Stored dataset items
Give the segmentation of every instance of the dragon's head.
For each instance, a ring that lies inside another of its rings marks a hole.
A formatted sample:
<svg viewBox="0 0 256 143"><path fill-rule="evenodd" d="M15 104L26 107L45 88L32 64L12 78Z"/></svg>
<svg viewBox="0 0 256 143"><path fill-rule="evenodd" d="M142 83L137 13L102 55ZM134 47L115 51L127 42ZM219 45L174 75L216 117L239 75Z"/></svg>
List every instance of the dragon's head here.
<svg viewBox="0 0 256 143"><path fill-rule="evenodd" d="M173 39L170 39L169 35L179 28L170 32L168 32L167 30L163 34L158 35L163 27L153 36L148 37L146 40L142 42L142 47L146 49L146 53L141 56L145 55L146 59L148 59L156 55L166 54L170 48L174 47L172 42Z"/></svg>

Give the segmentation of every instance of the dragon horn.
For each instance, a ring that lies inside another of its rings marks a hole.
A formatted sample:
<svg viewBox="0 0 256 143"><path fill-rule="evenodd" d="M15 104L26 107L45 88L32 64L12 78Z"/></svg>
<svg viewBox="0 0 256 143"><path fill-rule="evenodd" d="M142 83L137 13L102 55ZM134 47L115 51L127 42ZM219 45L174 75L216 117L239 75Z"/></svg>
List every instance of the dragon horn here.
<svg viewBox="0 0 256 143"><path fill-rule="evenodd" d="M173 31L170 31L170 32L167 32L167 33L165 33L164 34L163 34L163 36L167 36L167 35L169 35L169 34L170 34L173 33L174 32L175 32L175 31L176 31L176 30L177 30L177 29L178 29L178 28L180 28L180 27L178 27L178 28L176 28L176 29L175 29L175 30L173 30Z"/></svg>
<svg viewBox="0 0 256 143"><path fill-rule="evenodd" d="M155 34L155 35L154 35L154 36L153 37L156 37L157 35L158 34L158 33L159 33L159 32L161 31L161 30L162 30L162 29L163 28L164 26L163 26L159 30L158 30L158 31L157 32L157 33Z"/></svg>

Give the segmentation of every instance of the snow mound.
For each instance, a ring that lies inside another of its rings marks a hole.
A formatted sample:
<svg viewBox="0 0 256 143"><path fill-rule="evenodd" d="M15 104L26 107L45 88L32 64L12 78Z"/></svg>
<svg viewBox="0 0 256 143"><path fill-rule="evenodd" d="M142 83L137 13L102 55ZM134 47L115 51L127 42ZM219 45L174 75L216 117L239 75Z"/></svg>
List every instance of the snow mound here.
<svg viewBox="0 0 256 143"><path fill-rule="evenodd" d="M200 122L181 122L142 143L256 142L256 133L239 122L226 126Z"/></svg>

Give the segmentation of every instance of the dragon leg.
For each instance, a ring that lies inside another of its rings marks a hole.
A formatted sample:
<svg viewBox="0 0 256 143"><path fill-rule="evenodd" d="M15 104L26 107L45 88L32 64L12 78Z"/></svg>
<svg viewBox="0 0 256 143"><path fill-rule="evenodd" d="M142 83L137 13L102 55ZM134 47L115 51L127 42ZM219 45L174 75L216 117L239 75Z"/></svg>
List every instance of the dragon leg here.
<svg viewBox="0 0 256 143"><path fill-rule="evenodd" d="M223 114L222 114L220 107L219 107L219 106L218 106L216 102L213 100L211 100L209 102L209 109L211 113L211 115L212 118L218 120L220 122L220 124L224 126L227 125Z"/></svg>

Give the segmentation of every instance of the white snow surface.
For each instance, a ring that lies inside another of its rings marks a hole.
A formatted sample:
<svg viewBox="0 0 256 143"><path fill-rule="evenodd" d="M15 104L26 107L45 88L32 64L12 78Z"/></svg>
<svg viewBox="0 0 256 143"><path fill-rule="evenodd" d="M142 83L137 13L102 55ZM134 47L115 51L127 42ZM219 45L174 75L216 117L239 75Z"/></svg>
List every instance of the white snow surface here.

* **PROBLEM DETAILS**: Emit the full listing verbatim.

* **REPLY**:
Give the segmentation of every instance of the dragon's head.
For each instance, a ring that lies inside another of its rings marks a hole.
A formatted sample:
<svg viewBox="0 0 256 143"><path fill-rule="evenodd" d="M15 104L26 107L45 88L32 64L12 78Z"/></svg>
<svg viewBox="0 0 256 143"><path fill-rule="evenodd" d="M142 83L137 13L102 55ZM134 47L115 51L127 42ZM219 45L174 75L216 117L239 75Z"/></svg>
List every instance of the dragon's head here.
<svg viewBox="0 0 256 143"><path fill-rule="evenodd" d="M173 39L170 39L169 35L179 28L170 32L168 32L167 30L163 34L158 35L163 27L153 36L148 37L146 40L142 42L142 47L146 49L146 53L141 56L145 55L146 59L148 59L156 55L166 54L170 48L174 47L172 42Z"/></svg>

Give the segmentation of every instance of the dragon horn.
For each instance, a ring that lies inside another of its rings marks a hole.
A formatted sample:
<svg viewBox="0 0 256 143"><path fill-rule="evenodd" d="M15 104L26 107L45 88L32 64L12 78Z"/></svg>
<svg viewBox="0 0 256 143"><path fill-rule="evenodd" d="M142 83L137 13L102 55ZM134 47L115 51L127 42ZM219 45L174 75L216 117L239 75Z"/></svg>
List every instance of the dragon horn here.
<svg viewBox="0 0 256 143"><path fill-rule="evenodd" d="M173 31L170 31L170 32L167 32L167 33L165 33L164 34L163 34L163 36L167 36L167 35L169 35L169 34L170 34L173 33L174 32L175 32L175 31L176 31L176 30L177 30L177 29L178 29L178 28L180 28L180 27L178 27L178 28L176 28L176 29L175 29L175 30L173 30Z"/></svg>
<svg viewBox="0 0 256 143"><path fill-rule="evenodd" d="M155 34L155 35L154 35L154 36L153 37L156 37L157 35L158 34L158 33L159 33L159 32L161 31L161 30L162 30L162 29L163 28L164 26L163 26L159 30L158 30L158 31L157 32L157 33Z"/></svg>

Give the segmentation of every instance of the snow mound.
For each instance, a ring that lies inside another of its rings marks a hole.
A formatted sample:
<svg viewBox="0 0 256 143"><path fill-rule="evenodd" d="M15 104L26 107L45 88L32 64L12 78Z"/></svg>
<svg viewBox="0 0 256 143"><path fill-rule="evenodd" d="M142 83L137 13L102 55ZM134 47L115 51L127 42ZM219 45L174 75L216 117L239 75Z"/></svg>
List every instance of the snow mound here.
<svg viewBox="0 0 256 143"><path fill-rule="evenodd" d="M200 122L181 122L142 143L256 142L256 133L239 122L226 126Z"/></svg>

Give the segmentation of every instance of the dragon leg.
For each instance, a ring that lies inside another of its rings marks a hole.
A formatted sample:
<svg viewBox="0 0 256 143"><path fill-rule="evenodd" d="M15 104L26 107L45 88L32 64L12 78Z"/></svg>
<svg viewBox="0 0 256 143"><path fill-rule="evenodd" d="M142 83L137 13L102 55ZM134 47L115 51L127 42ZM219 45L174 75L216 117L239 75Z"/></svg>
List every instance of the dragon leg here.
<svg viewBox="0 0 256 143"><path fill-rule="evenodd" d="M223 114L222 114L220 107L219 107L219 106L218 106L216 102L213 100L211 100L209 102L209 109L211 113L211 115L212 118L218 120L220 122L220 124L224 126L227 125Z"/></svg>

Give the segmentation of every instance of the white snow surface.
For each instance, a ring that lies inside another of its rings marks a hole.
A formatted sample:
<svg viewBox="0 0 256 143"><path fill-rule="evenodd" d="M15 104L26 107L45 88L32 64L12 78Z"/></svg>
<svg viewBox="0 0 256 143"><path fill-rule="evenodd" d="M142 83L137 13L102 55ZM134 47L115 51L127 42ZM219 45L174 75L216 117L239 75Z"/></svg>
List every instance of the white snow surface here.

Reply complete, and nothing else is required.